Molecular and Cell Biology Laboratory
Donald and Darlene Shiley Chair
Just as every photocopy of a copy becomes a little less crisp than the last version, each time a cell copies its genetic material, it loses some details from the ends of each chromosome. These ends, called telomeres, eventually erode and expose vital genes to wear and tear, preventing a cell from growing or causing it to die. Telomeres regulate important proliferative boundaries and limit cellular growth potential—and as a consequence inhibit cancer formation.
However, in many cancer cells telomeres are constantly rebuilt, thereby endowing a cell with immortality. Similarly, the cell’s ability to repair broken DNA declines with age, leading to the accumulation of mutations and age-associated disease. If scientists can determine how to stop this telomere extension and improve DNA repair during aging, they may be able to make cancer cells die or render them more susceptible to drugs. On the flip side, keeping telomeres intact and improving DNA repair could treat premature aging syndromes. But first, researchers need to understand the complex ins and outs of normal telomere function and the regulation of DNA repair.
Jan Karlseder studies the role of telomeres throughout a cell’s proliferative cycle—from the time the cell starts copying its genetic material to the time it divides into two new cells, as well as throughout the cell’s life—from when a young cell emerges through cell division to when an old cell permanently “retires” (becomes senescent) or dies.
Cell division limits, such as the ones set by telomere shortening, are essential to restrict uncontrolled cell division and thereby to prevent cancer formation. The two fundamental limits preventing primary human cells from becoming cancerous are: replicative senescence, a kind of cellular retirement in which cells stop dividing, and crisis, a state that leads to cell death. While these boundaries had been recognized for decades, it remained unclear how cells become senescent and what happens as cells keep dividing when they should senesce.
By discovering and clearly defining the mechanisms regulating cell division of primary human cells (cells taken from living tissue such as a biopsy), the Karlseder lab has exposed novel pathways during the earliest stages of cancer formation, which may yield potential interventions.
The Karlseder lab discovered that cell death in crisis is executed by the macroautophagy machinery, a cellular recycling mechanism, revealing a novel tumor-suppressive pathway.
Upon senescence bypass, telomeres shorten further, until chromosomes fuse. Karlseder and his team discovered that these fused telomeres activate a cellular checkpoint (spindle assembly) that causes mitotic cell division to stop, during which the damage signal is amplified and causes cell death in a single cell cycle.
His lab discovered that telomeres move to the outer edge of the cell’s nucleus after they have been duplicated. The findings reveal how our genes are regulated and how gene expression programs are altered during cell division, an important step in understanding aging and diseases that stem from genetic mutations, such as cancer.
BS, Biology, University of Innsbruck, Austria
PhD, Molecular Biology, University of Vienna
Postdoctoral Fellowship, The Rockefeller University, NY

Saved entries:
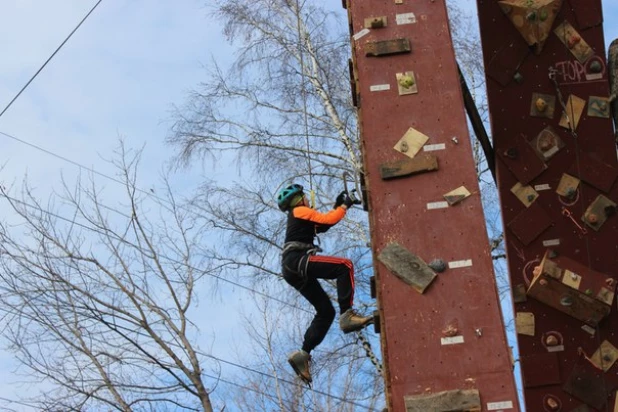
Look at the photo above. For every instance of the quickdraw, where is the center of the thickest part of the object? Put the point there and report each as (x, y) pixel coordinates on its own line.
(354, 193)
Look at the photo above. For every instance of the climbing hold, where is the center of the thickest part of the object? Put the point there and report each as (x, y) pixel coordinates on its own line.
(596, 67)
(551, 340)
(541, 105)
(406, 81)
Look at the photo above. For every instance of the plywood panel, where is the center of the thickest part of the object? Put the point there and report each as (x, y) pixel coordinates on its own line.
(589, 153)
(452, 334)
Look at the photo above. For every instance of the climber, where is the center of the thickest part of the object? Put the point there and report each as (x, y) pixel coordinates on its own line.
(302, 268)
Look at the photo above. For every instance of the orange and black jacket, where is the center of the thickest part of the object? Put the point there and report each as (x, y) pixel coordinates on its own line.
(304, 223)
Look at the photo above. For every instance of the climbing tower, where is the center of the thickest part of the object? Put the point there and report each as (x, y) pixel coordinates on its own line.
(548, 87)
(443, 339)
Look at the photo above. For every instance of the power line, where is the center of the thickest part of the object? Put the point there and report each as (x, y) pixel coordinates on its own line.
(351, 402)
(49, 59)
(47, 212)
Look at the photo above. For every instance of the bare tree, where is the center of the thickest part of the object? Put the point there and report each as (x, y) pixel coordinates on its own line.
(96, 300)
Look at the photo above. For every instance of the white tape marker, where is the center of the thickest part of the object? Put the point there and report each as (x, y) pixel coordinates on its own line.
(437, 205)
(379, 87)
(405, 18)
(460, 264)
(452, 340)
(360, 34)
(434, 147)
(494, 406)
(588, 329)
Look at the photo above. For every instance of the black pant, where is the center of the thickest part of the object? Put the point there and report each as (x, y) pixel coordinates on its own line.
(302, 271)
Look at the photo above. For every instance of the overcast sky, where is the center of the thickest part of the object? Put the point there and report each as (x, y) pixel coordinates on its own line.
(120, 74)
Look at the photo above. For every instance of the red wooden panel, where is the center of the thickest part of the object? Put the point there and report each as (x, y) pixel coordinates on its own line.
(420, 352)
(590, 153)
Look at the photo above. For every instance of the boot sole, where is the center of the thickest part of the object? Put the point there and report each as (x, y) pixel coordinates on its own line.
(298, 373)
(357, 328)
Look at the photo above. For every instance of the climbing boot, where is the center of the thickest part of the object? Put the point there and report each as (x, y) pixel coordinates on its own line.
(299, 361)
(350, 321)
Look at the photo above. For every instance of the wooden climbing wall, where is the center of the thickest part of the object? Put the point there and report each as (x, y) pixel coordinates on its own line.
(443, 340)
(548, 89)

◆ **Exercise requirements**:
Can you return the passage of the telomere lab profile between "Jan Karlseder studies" and "they should senesce.", inclusive, copied word for word?

◆ **Reply**:
Jan Karlseder studies the role of telomeres throughout a cell’s proliferative cycle—from the time the cell starts copying its genetic material to the time it divides into two new cells, as well as throughout the cell’s life—from when a young cell emerges through cell division to when an old cell permanently “retires” (becomes senescent) or dies.
Cell division limits, such as the ones set by telomere shortening, are essential to restrict uncontrolled cell division and thereby to prevent cancer formation. The two fundamental limits preventing primary human cells from becoming cancerous are: replicative senescence, a kind of cellular retirement in which cells stop dividing, and crisis, a state that leads to cell death. While these boundaries had been recognized for decades, it remained unclear how cells become senescent and what happens as cells keep dividing when they should senesce.